ASSIGNMENT | Every line of the data must appear again in the answer, exactly as written.

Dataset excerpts
****
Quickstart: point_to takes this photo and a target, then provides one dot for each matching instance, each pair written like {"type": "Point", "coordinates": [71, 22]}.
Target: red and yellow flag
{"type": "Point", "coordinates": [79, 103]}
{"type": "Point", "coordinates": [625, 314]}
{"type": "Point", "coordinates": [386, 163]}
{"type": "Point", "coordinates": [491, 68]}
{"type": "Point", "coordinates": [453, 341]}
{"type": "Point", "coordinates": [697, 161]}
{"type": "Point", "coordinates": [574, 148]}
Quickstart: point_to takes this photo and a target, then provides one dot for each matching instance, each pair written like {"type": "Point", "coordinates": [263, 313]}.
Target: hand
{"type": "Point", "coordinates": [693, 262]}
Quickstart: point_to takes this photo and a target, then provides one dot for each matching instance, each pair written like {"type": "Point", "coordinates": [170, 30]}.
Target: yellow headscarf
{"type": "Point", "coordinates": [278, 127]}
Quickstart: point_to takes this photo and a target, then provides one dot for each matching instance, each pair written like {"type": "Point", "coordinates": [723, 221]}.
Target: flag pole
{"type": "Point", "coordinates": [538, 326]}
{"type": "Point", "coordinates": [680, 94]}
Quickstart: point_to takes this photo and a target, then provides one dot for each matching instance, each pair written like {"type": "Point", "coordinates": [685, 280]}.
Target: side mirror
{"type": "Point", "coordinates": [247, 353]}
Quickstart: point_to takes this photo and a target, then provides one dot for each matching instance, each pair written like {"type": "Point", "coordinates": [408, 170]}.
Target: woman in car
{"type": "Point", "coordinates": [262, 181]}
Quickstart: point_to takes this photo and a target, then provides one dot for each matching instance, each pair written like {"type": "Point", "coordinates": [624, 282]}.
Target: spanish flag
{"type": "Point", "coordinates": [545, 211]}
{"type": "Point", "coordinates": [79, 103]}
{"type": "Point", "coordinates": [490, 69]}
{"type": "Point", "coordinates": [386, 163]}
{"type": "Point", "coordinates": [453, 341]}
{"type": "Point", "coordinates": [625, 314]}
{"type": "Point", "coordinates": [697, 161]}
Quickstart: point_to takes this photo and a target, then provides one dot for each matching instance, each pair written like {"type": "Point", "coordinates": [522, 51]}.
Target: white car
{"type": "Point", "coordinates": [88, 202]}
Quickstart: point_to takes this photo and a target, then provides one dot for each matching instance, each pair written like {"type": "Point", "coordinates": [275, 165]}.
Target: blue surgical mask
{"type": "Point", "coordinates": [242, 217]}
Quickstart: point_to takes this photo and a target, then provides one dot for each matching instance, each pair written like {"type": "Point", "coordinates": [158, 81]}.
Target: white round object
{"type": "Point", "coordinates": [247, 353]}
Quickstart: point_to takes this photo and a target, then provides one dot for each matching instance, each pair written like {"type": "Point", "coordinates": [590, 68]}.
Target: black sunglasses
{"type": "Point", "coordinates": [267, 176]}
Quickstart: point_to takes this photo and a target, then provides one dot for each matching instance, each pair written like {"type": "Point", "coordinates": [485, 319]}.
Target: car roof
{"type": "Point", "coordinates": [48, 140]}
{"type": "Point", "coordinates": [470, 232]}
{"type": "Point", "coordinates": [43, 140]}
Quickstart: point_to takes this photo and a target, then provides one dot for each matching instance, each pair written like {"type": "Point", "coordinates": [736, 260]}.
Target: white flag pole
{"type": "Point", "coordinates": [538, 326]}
****
ANSWER TO THE EXERCISE |
Quickstart: point_to takes this photo and a target, then provides one dot for each matching instance, each pair written like {"type": "Point", "coordinates": [71, 22]}.
Target: red and yellow flag
{"type": "Point", "coordinates": [79, 103]}
{"type": "Point", "coordinates": [625, 314]}
{"type": "Point", "coordinates": [386, 163]}
{"type": "Point", "coordinates": [491, 68]}
{"type": "Point", "coordinates": [453, 341]}
{"type": "Point", "coordinates": [697, 161]}
{"type": "Point", "coordinates": [574, 148]}
Quickstart: point_to takes this photo and a target, then provides one dot for each matching instance, each pair written like {"type": "Point", "coordinates": [263, 313]}.
Target: hand
{"type": "Point", "coordinates": [693, 262]}
Quickstart: point_to takes this photo and a target, then provides one dot for each matching instance, each pair written like {"type": "Point", "coordinates": [170, 30]}.
Target: yellow headscarf
{"type": "Point", "coordinates": [278, 127]}
Quickstart: point_to takes this photo and a target, then provides one dot for each matching instance, each pair written like {"type": "Point", "coordinates": [723, 221]}.
Target: flag pole
{"type": "Point", "coordinates": [538, 326]}
{"type": "Point", "coordinates": [680, 94]}
Quickstart: point_to takes this photo and a target, then provides one dot for each matching instance, each pair written like {"type": "Point", "coordinates": [685, 280]}.
Target: side mirror
{"type": "Point", "coordinates": [247, 353]}
Quickstart: point_to takes this photo and a target, then provides one dot for each matching instance, each pair written like {"type": "Point", "coordinates": [408, 170]}.
Target: woman in car
{"type": "Point", "coordinates": [262, 181]}
Quickstart: point_to takes this photo and a target, then provides one dot for each matching instance, each pair written like {"type": "Point", "coordinates": [624, 282]}.
Target: spanish flag
{"type": "Point", "coordinates": [545, 211]}
{"type": "Point", "coordinates": [79, 103]}
{"type": "Point", "coordinates": [490, 69]}
{"type": "Point", "coordinates": [386, 163]}
{"type": "Point", "coordinates": [453, 341]}
{"type": "Point", "coordinates": [625, 314]}
{"type": "Point", "coordinates": [697, 161]}
Quickstart: point_to takes this photo and a target, then provides one dot for each matching instance, each pair written like {"type": "Point", "coordinates": [522, 51]}.
Target: white car
{"type": "Point", "coordinates": [88, 202]}
Quickstart: point_to takes this photo and a target, then provides one dot for each matching instance, each pair written like {"type": "Point", "coordinates": [275, 165]}.
Target: blue surgical mask
{"type": "Point", "coordinates": [242, 217]}
Quickstart: point_to takes this photo and a target, then provides one dot for each matching instance, each pair written like {"type": "Point", "coordinates": [158, 81]}.
Target: white round object
{"type": "Point", "coordinates": [247, 353]}
Quickstart: point_to takes this photo and a target, then provides one dot for each matching instance, each pair written like {"type": "Point", "coordinates": [590, 68]}.
Target: black sunglasses
{"type": "Point", "coordinates": [267, 176]}
Quickstart: point_to takes this photo and a target, then provides one dot for each matching instance, each pair written like {"type": "Point", "coordinates": [485, 319]}.
Target: car roof
{"type": "Point", "coordinates": [48, 140]}
{"type": "Point", "coordinates": [470, 232]}
{"type": "Point", "coordinates": [43, 140]}
Quickstart: point_to takes this photo and a target, then provides one dot for each matching instance, each pair written like {"type": "Point", "coordinates": [736, 260]}.
Target: white flag pole
{"type": "Point", "coordinates": [538, 326]}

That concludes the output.